Reading passage >>
2) Add Time Windows: FR1, FR2
The counter needs to reset periodically. Let's add time-based windows:

Now limits reset properly! A user blocked at 14:05 gets a fresh quota at 14:06.
What breaks?
- Boundary problem: A user sends 99 requests at 14:00:59, then 99 more at 14:01:01. That's 198 requests in 2 seconds! (our limit is 100/minute). The window boundary creates a loophole.
- In-memory storage doesn't survive restarts.
- A Single server still can't scale.
3) Sliding Window: FR1, FR2
The fixed window boundary can be exploited. Sliding window looks at a rolling time period instead:

Why not store exact timestamps? For perfect accuracy, you'd store when each request happened: [2:00:01 PM, 2:00:03 PM, ...]. That's O(n) memory: 10,000 requests = 10,000 timestamps. The approximation uses O(1) memory (just 2 numbers no matter the volume).
What breaks?
- Still in-memory on one server
- Multiple API servers means multiple isolated counters (a user could hit Server A 100 times AND Server B 100 times!)
The counter needs to be centralized.
4) Centralized Counter (Redis): FR1, FR2, NFR3
Multiple servers need to share the same counter. Enter Redis:

Why Lua script? Without it, two servers could READ count=99, both calculate 99 < 100, then both INCR (101 requests allowed when limit is 100). Lua runs atomically inside Redis so the check and increment happen as one indivisible operation.
Why Redis specifically?
- Sub-millisecond reads/writes
- Lua scripts run atomically (no race conditions)
- Built-in TTL (keys auto-expire)
Now both servers see the same counter. A user can't bypass limits by hitting different servers.
This completes our functional requirements:
- FR1 ✅ Configurable rate limits (via Rules Config)
- FR2 ✅ Proper 429 responses with headers
- FR3 ✅ Client identification (clientId in Redis key)
But we still have problems to solve:
- Redis becomes a single point of failure (NFR2)
- If Redis is in us-east-1 and your servers are in Asia, that's 200ms latency per request (NFR1)
- How do we handle 1M+ requests per second? (NFR4)
We address non-functional requirements and more in the deep dives:
- NFR1 (Latency): How do we reduce Redis latency?
- NFR2 (Availability): What happens when Redis fails?
- NFR3 (Consistency): How do we handle distributed counting across regions?
- NFR4 (Scale): How do we handle 1M+ RPS?
Potential Deep Dives
1) What algorithm should we use?
We glossed over algorithms earlier. There are four main approaches, each with trade-offs:
Token Bucket is the industry standard (used by AWS, Stripe, etc.), but understanding all four helps you discuss trade-offs intelligently.
1a) Fixed Window Counter

How it works: Divide time into fixed 1-minute windows. Count requests in the current window. When the clock hits the next minute, reset the counter to zero.

Provided data >>

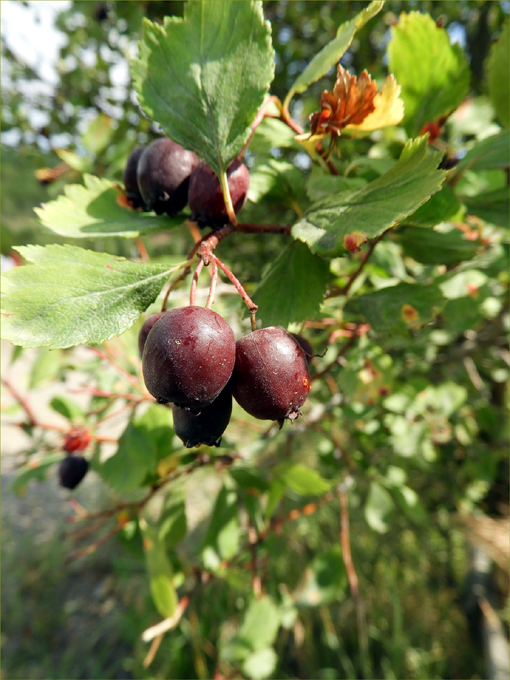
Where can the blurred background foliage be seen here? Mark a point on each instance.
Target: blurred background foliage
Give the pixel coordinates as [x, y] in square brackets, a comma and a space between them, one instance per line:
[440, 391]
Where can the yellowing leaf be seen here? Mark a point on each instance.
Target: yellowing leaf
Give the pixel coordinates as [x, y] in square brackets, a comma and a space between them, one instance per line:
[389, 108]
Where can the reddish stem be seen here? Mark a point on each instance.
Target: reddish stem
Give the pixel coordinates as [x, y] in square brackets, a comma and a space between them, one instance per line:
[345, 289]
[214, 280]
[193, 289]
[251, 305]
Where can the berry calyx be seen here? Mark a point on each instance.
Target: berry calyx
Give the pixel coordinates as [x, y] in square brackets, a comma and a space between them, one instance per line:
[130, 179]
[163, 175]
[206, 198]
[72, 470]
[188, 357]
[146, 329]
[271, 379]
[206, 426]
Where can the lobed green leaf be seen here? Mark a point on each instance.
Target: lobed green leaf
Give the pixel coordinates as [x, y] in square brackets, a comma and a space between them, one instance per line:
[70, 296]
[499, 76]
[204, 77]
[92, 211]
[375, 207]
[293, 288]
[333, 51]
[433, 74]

--

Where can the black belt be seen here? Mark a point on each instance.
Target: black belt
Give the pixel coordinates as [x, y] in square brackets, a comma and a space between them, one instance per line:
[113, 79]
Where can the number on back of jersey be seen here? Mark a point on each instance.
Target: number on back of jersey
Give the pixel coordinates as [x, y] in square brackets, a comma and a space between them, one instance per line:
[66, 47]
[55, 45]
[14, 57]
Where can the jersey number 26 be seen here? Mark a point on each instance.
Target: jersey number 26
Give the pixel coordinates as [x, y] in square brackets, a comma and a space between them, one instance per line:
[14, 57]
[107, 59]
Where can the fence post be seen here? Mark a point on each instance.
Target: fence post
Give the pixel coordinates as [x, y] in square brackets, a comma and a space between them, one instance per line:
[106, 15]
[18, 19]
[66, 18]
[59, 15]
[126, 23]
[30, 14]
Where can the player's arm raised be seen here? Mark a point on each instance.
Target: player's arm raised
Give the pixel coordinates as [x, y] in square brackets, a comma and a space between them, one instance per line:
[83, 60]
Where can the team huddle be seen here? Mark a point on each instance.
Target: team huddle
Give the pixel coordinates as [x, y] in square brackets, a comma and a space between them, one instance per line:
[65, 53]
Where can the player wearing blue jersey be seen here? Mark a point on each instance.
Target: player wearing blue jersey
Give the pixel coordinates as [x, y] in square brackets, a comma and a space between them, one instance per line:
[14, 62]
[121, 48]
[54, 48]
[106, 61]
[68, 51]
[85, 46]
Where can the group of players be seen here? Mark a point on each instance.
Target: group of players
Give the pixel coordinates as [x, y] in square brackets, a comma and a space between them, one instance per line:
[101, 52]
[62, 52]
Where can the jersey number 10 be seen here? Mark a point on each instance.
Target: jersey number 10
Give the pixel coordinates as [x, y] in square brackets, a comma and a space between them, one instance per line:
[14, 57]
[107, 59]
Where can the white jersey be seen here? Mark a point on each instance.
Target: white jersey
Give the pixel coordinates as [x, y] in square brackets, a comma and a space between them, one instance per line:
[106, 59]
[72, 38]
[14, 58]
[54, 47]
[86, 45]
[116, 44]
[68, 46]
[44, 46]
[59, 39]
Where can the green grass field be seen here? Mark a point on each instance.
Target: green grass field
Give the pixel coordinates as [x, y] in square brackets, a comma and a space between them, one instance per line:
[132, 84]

Exercise instructions >>
A. In the passage on rate limiting, which algorithm is called the industry standard?
B. Pick out every line in the rows above that contains the string "berry". Case counts.

Answers below >>
A. Token Bucket

B.
Where can the berry calyx be seen here? Mark a point on each instance.
Target: berry calyx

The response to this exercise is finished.